>> START SOURCE PASSAGE

- Iron Baron
- Coordinates: 32°59′54″S 137°09′26″E﻿ / ﻿32.9984°S 137.157086°E
- Established: 26 April 2013
- Postcode(s): 5601
- Time zone: ACST (UTC+9:30)
- • Summer (DST): ACST (UTC+10:30)
- Location: 413 km (257 mi) north-west of Adelaide ; 40 km (25 mi) west of Whyalla ;
- LGA(s): Pastoral Unincorporated Area
- Region: Far North
- County: York
- State electorate(s): Giles
- Federal division(s): Grey
| Mean max temp | Mean min temp | Annual rainfall |
| 23.8 °C 75 °F | 11.5 °C 53 °F | 266.8 mm 10.5 in |
Suburbs around Iron Baron:
| Myola Station | Myola Station | Myola Station |
| Myola Station | Iron Baron | Myola Station |
| Myola Station | Myola Station | Myola Station |
- Footnotes: Locations Adjoining localities

= Iron Baron, South Australia =

Iron Baron was a settlement associated with the Iron Baron iron ore mine on Eyre Peninsula at the southern edge of South Australia's Far North region, 413 km north-west of Adelaide.

>> END SOURCE PASSAGE

> **EXERCISE BRIEF**
Answer from the Iron Baron entry above:
1. What postcode is listed?
2. How far west of Whyalla is the place?
3. Which mine was the settlement associated with?

>> START DATA PROVIDED

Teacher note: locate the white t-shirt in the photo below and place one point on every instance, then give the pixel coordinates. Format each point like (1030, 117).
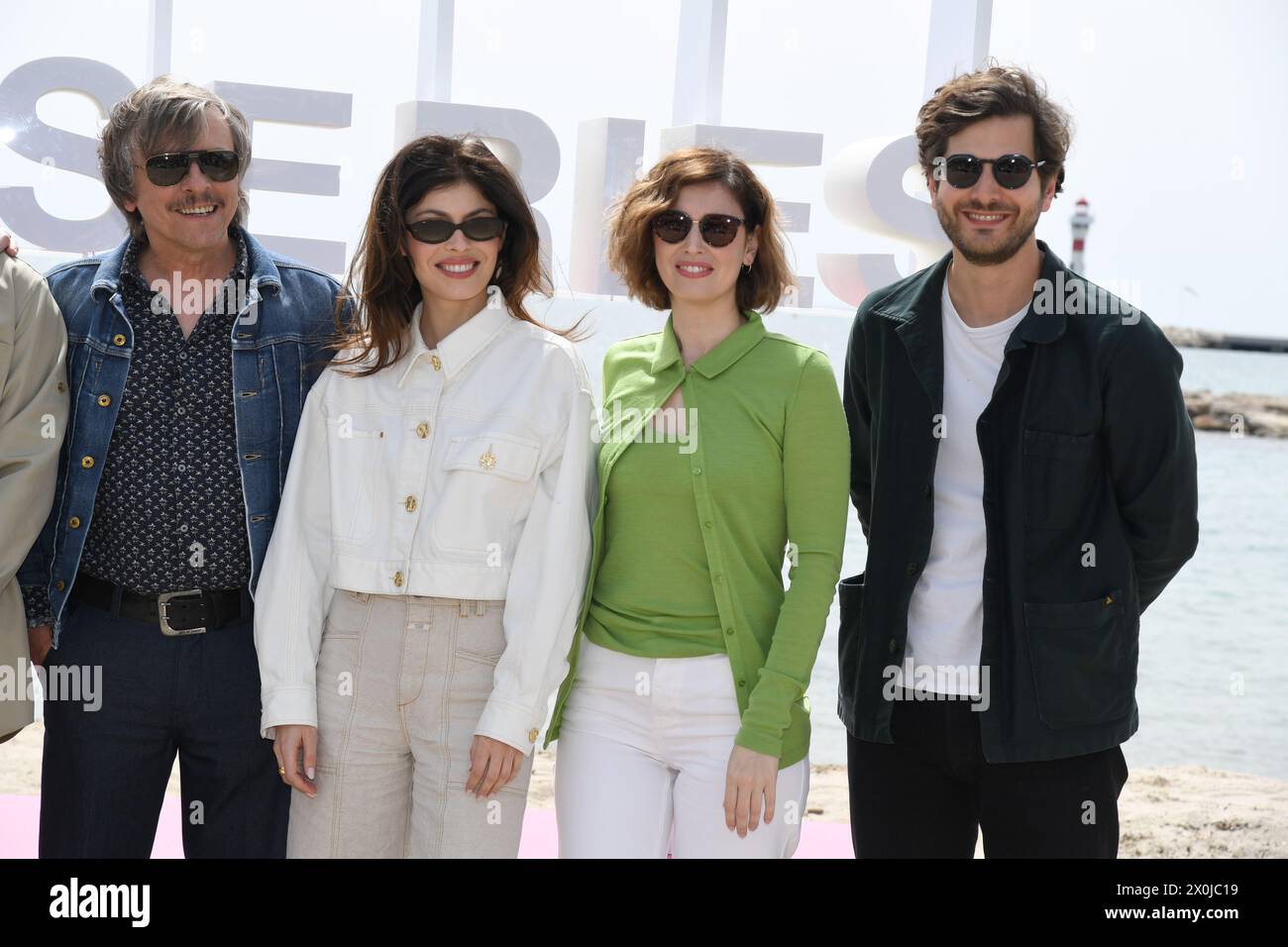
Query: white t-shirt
(945, 615)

>> END DATA PROVIDED

> **WRITTEN RESPONSE**
1. 5601
2. 40 km (25 mi)
3. The Iron Baron iron ore mine